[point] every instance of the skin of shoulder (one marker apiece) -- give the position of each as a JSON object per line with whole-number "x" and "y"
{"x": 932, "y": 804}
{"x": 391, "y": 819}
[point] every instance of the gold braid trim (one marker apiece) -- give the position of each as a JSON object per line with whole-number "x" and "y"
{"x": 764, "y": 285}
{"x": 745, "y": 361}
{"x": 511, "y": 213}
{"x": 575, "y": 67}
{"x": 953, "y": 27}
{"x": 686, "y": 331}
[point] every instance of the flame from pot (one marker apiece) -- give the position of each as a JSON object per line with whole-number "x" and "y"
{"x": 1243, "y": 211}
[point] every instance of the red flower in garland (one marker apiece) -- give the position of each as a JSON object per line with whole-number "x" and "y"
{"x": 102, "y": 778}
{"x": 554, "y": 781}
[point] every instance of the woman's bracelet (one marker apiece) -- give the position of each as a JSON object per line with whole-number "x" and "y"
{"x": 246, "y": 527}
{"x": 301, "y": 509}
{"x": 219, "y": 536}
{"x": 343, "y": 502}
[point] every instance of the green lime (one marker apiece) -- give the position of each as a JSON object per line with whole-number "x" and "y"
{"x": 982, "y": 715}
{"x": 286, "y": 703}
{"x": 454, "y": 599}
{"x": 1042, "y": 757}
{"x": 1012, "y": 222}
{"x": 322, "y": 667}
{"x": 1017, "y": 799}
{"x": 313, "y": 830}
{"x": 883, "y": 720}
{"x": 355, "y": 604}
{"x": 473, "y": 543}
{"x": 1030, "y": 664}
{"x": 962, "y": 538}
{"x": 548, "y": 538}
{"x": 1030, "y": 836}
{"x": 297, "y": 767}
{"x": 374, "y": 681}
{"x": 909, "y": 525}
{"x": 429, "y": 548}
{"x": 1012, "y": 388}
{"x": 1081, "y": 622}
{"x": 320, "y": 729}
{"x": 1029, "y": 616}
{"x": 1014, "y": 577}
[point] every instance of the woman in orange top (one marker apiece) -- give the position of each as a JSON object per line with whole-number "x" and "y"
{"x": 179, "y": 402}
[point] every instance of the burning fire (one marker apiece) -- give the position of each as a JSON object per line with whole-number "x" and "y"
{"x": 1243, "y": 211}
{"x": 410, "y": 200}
------
_Problem:_
All of the material above needs to be copied exactly.

_Answer for this exercise:_
[point] every instance of the skin of shoulder (one marker apiece) -- give the position of each as a JSON object per line with whole-number "x" and "y"
{"x": 932, "y": 804}
{"x": 391, "y": 819}
[point] every instance of the gold braid trim (one marker apiece) -- give the position of each as a JSON object per line with whole-number "x" and "y"
{"x": 764, "y": 285}
{"x": 745, "y": 361}
{"x": 511, "y": 213}
{"x": 575, "y": 67}
{"x": 953, "y": 27}
{"x": 686, "y": 331}
[point] every instance of the flame from pot (one marker apiece) -- give the position of each as a JSON object per line with whole-number "x" and "y"
{"x": 1243, "y": 211}
[point] every instance of the red flower in garland (one marker apiece) -- give the position of each as a JSON object per line with whole-number "x" and "y"
{"x": 102, "y": 778}
{"x": 554, "y": 781}
[point] every instance of the woman's bracelet (one marker apiece) -- give the position of each as a JSON object per line with whole-number "x" and "y"
{"x": 246, "y": 527}
{"x": 301, "y": 509}
{"x": 219, "y": 536}
{"x": 343, "y": 502}
[point] every instance of the green lime (one marker apiece) -- give the position of each as a JSON object per line with whole-number "x" and "y"
{"x": 982, "y": 715}
{"x": 286, "y": 703}
{"x": 454, "y": 599}
{"x": 1042, "y": 757}
{"x": 1012, "y": 222}
{"x": 322, "y": 667}
{"x": 1017, "y": 799}
{"x": 313, "y": 830}
{"x": 883, "y": 720}
{"x": 355, "y": 604}
{"x": 473, "y": 543}
{"x": 1030, "y": 664}
{"x": 962, "y": 538}
{"x": 548, "y": 538}
{"x": 1030, "y": 836}
{"x": 297, "y": 767}
{"x": 374, "y": 681}
{"x": 909, "y": 525}
{"x": 429, "y": 548}
{"x": 1012, "y": 388}
{"x": 1081, "y": 622}
{"x": 320, "y": 729}
{"x": 1029, "y": 616}
{"x": 1014, "y": 577}
[point] every instance of the woman in orange top (one marker apiece) -- give the position of each as a JSON object per line with whole-number "x" and "y"
{"x": 179, "y": 402}
[point] every instance of the burning fire (one marker apiece) -- give the position of each as a JSON object per line with whole-number "x" and "y"
{"x": 1243, "y": 211}
{"x": 410, "y": 200}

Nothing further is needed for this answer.